───── ФРАГМЕНТ ИСТОЧНИКА ─────

Идея литературного радио может показаться вторичной по отношению к литературе, предпочитающей видеть себя тихо штудируемой с листа, нежели прослушиваемой с монитора или в наушниках, но уже по крайней мере три года как поздно рассуждать о носителях и формах подачи текста, когда от поэтических площадок буквально рябит в глазах. Поэзия на русском языке переживает краткий (как знать?) период публичности: каждому поколению требуются свои, ни с кем не путаемые поэты, то есть сегодня можно говорить о том, что в социальной генетике страны эта вакансия, хотя бы и множественная, осталась.
Литрадио вышло к интернет-аудитории как раз в тот момент, когда роль обычной (приходится добавлять - "бумажной", хоть это и дико) книги подверглась переоценке: оказалось, что слушать текст в исполнении автора или чтеца-профессионала менее "затратно", чем держать в руках или на коленях нечто более громоздкое, чем рекламная листовка. И правда, вокруг метро, а в ушах у тебя - сказание про семерых козлят или колобка, исполняемое неподражаемо лисьим, сладким, пропитанным всеми коннотациями ласковой угрозы фальцетом русской народной сказительницы. И такой когнитивный резонанс с абсурдом бытия разверзается под сандалиями на босу ногу, и такое сатори разрубает нашпигованную слоганами офис-голову, побрызганную лачком, удобренную релятивистской философией с заботливо срезанным от греха радикализмом, что светлая дума нет-нет да и навестит с таким трудом прорезавшуюся на глади мозга извилину.

───── ПЕРЕЧЕНЬ ДАННЫХ ─────

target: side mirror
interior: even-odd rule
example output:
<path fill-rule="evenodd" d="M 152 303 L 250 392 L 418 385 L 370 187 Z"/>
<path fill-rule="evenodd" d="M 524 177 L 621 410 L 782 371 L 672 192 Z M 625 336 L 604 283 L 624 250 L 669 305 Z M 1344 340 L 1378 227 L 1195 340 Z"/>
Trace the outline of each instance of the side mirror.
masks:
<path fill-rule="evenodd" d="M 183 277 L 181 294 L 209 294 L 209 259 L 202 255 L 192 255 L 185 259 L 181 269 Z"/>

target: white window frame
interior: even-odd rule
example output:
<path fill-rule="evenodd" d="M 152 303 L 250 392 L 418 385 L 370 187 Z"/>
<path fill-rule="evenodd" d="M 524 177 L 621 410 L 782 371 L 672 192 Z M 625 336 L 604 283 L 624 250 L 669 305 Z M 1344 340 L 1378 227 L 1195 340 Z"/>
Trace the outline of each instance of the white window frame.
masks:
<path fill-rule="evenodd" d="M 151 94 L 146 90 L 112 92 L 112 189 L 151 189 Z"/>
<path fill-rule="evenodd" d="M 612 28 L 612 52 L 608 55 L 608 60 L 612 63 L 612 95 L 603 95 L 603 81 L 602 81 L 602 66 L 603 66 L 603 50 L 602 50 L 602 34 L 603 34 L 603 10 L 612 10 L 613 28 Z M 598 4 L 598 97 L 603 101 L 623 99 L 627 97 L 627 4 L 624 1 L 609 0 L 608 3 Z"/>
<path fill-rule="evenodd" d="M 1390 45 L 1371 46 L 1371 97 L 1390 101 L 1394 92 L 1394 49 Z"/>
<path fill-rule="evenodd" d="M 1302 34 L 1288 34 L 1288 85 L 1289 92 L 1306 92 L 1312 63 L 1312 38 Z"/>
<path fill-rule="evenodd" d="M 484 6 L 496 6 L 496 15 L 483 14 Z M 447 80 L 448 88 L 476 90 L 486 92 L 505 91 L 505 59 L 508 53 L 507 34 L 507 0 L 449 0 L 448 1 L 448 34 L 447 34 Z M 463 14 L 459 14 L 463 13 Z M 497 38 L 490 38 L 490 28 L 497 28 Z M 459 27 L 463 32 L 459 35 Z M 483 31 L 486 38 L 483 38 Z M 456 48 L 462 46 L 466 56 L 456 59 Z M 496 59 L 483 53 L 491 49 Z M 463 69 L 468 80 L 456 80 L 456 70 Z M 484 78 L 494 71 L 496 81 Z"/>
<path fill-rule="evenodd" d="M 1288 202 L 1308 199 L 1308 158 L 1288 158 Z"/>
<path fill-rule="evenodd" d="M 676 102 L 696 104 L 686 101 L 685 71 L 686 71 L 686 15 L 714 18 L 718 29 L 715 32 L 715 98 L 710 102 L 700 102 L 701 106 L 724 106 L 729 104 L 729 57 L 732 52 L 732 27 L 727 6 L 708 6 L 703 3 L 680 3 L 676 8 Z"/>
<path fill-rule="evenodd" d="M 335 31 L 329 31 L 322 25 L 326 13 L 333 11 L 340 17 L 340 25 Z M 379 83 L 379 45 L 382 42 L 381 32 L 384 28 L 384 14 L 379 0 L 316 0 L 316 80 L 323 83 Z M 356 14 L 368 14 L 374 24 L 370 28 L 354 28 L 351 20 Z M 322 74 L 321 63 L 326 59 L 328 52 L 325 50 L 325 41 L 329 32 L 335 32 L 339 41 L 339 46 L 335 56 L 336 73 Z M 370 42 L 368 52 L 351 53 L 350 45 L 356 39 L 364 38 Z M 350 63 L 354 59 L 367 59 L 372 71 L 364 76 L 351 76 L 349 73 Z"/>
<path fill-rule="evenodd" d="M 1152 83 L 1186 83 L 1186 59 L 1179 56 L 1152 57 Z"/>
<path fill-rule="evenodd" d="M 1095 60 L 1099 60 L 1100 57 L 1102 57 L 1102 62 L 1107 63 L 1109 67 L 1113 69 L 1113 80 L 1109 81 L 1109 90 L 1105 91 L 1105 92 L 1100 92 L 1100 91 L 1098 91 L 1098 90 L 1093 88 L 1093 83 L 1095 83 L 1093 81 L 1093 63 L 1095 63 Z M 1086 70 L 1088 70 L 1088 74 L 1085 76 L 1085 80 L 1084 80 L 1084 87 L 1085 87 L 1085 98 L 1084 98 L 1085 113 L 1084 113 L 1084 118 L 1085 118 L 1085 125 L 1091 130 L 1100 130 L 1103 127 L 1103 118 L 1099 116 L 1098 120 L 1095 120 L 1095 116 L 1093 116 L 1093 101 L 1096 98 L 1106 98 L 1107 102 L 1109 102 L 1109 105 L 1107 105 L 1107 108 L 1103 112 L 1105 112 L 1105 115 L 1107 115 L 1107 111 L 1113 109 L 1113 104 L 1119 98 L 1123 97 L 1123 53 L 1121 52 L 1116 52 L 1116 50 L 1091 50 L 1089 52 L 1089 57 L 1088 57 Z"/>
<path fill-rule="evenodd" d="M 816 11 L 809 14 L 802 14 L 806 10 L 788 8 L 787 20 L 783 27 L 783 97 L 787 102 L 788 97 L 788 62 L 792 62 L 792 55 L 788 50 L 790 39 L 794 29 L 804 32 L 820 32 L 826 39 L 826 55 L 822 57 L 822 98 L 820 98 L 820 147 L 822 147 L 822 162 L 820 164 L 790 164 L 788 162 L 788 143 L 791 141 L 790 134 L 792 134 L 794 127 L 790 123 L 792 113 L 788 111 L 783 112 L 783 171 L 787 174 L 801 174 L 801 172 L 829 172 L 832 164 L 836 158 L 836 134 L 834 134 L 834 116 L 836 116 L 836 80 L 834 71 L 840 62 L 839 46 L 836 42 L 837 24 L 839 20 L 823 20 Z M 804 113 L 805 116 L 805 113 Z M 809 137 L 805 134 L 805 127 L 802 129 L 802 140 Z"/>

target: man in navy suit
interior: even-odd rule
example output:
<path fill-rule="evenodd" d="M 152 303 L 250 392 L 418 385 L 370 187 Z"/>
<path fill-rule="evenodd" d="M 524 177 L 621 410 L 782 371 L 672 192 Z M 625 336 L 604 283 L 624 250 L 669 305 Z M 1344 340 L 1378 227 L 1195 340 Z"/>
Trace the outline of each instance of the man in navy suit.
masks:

─────

ЧТО НУЖНО СДЕЛАТЬ:
Выведите приведённый выше текст о литературном радио целиком, слово в слово.

ОТВЕТ К ЗАДАНИЮ:
Идея литературного радио может показаться вторичной по отношению к литературе, предпочитающей видеть себя тихо штудируемой с листа, нежели прослушиваемой с монитора или в наушниках, но уже по крайней мере три года как поздно рассуждать о носителях и формах подачи текста, когда от поэтических площадок буквально рябит в глазах. Поэзия на русском языке переживает краткий (как знать?) период публичности: каждому поколению требуются свои, ни с кем не путаемые поэты, то есть сегодня можно говорить о том, что в социальной генетике страны эта вакансия, хотя бы и множественная, осталась.
Литрадио вышло к интернет-аудитории как раз в тот момент, когда роль обычной (приходится добавлять - "бумажной", хоть это и дико) книги подверглась переоценке: оказалось, что слушать текст в исполнении автора или чтеца-профессионала менее "затратно", чем держать в руках или на коленях нечто более громоздкое, чем рекламная листовка. И правда, вокруг метро, а в ушах у тебя - сказание про семерых козлят или колобка, исполняемое неподражаемо лисьим, сладким, пропитанным всеми коннотациями ласковой угрозы фальцетом русской народной сказительницы. И такой когнитивный резонанс с абсурдом бытия разверзается под сандалиями на босу ногу, и такое сатори разрубает нашпигованную слоганами офис-голову, побрызганную лачком, удобренную релятивистской философией с заботливо срезанным от греха радикализмом, что светлая дума нет-нет да и навестит с таким трудом прорезавшуюся на глади мозга извилину.